— Start of Page extract —

Ah, okay. The first couple of paragraphs leading into the third made it seem like a loaded question.


----------



## myst91

Jeremy8419 said:


> ? We're on a socionics forum discussing socionics. The goal of socionics is to explain everything about relationships that isn't individualistic


So you otherwise are fine with seeing relationships without socionics too?


----------



## Jeremy8419

myst91 said:


> So you otherwise are fine with seeing relationships without socionics too?


I don't even know the current girl I'm seeing's type.

I do try and scrutinize everything through Socionics, but that is due to being on these forums and wanting to help. Per my resource thread, I'm unconsciously activated to improve facilities of operations, and the forums strike me as an impractical mess that doesn't provide people with the right tools they need. I have a tendency to take on others lives for long periods until they get what they need.


----------



## Typhon

Entropic said:


> For example, consider this about the aggressor style:
> 
> 
> 
> But Fi PoLR means poor ability to tell whether you like or dislike someone, especially in terms of intimate relationships, so how does this play out with being an aggressor?
> 
> Furthermore:
> 
> 
> 
> The underlined and bolded part, for example, how does an SLE know what preferences they have when they have Fi PoLR?
> 
> Then, for victim, we have:
> 
> 
> 
> But if you have access to strong Fi which operates on like/dislike and attraction/repulsion, shouldn't it be easier to tell whether you are interested in someone else or not?


I think its important to distinguish between "interest" here and understanding a relationship. "Interest" more likely relates to sexual desire, or physical attraction based on looks, understanding a relationship is about understand the intricacies of said relationships, not necessarily romantic btw.


----------



## Captain Mclain

Jeremy8419 said:


> Victim means they want to be dominated. If they aren't being dominated, they don't like you. Them asking about you liking them or whatnot is actually them saying they don't like you. Fi-Se wants to isolate you from others. Ti-Se wants to create a structure/family/whatever to keep you put.

— End of Page extract —
— Start of Provided data —

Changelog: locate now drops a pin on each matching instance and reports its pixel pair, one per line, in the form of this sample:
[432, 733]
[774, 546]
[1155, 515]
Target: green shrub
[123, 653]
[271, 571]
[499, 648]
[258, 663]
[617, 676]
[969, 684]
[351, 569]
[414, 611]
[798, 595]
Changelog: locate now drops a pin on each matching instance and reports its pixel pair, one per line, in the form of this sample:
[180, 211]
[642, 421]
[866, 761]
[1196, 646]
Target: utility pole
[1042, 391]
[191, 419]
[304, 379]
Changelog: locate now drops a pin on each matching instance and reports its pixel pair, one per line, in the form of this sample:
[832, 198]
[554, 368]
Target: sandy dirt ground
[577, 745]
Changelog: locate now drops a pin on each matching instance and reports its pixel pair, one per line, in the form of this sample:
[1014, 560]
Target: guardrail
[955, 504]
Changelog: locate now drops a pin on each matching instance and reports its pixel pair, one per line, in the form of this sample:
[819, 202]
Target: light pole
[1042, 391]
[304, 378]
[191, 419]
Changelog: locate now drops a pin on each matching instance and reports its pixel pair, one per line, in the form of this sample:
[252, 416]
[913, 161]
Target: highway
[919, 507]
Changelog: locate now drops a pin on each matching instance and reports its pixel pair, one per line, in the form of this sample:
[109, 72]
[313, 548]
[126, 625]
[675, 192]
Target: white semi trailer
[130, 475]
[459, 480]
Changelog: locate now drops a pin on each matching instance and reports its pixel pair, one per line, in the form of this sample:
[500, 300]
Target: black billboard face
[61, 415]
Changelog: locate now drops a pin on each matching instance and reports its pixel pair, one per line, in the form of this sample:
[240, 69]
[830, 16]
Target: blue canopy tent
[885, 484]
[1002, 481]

— End of Provided data —
— Start of Provided data —

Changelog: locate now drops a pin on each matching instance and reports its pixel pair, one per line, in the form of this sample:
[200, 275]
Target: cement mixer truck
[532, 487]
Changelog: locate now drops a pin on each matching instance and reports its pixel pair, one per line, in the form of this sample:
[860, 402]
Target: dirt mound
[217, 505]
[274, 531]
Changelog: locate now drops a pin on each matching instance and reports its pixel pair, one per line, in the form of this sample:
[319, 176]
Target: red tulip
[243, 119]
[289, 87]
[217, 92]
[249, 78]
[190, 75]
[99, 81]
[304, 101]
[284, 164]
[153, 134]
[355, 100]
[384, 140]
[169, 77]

— End of Provided data —

» Work instructions: Return the socionics forum thread word for word, in full. Nothing in the records matters here.

» In response:
Ah, okay. The first couple of paragraphs leading into the third made it seem like a loaded question.


----------



## myst91

Jeremy8419 said:


> ? We're on a socionics forum discussing socionics. The goal of socionics is to explain everything about relationships that isn't individualistic


So you otherwise are fine with seeing relationships without socionics too?


----------



## Jeremy8419

myst91 said:


> So you otherwise are fine with seeing relationships without socionics too?


I don't even know the current girl I'm seeing's type.

I do try and scrutinize everything through Socionics, but that is due to being on these forums and wanting to help. Per my resource thread, I'm unconsciously activated to improve facilities of operations, and the forums strike me as an impractical mess that doesn't provide people with the right tools they need. I have a tendency to take on others lives for long periods until they get what they need.


----------



## Typhon

Entropic said:


> For example, consider this about the aggressor style:
> 
> 
> 
> But Fi PoLR means poor ability to tell whether you like or dislike someone, especially in terms of intimate relationships, so how does this play out with being an aggressor?
> 
> Furthermore:
> 
> 
> 
> The underlined and bolded part, for example, how does an SLE know what preferences they have when they have Fi PoLR?
> 
> Then, for victim, we have:
> 
> 
> 
> But if you have access to strong Fi which operates on like/dislike and attraction/repulsion, shouldn't it be easier to tell whether you are interested in someone else or not?


I think its important to distinguish between "interest" here and understanding a relationship. "Interest" more likely relates to sexual desire, or physical attraction based on looks, understanding a relationship is about understand the intricacies of said relationships, not necessarily romantic btw.


----------



## Captain Mclain

Jeremy8419 said:


> Victim means they want to be dominated. If they aren't being dominated, they don't like you. Them asking about you liking them or whatnot is actually them saying they don't like you. Fi-Se wants to isolate you from others. Ti-Se wants to create a structure/family/whatever to keep you put.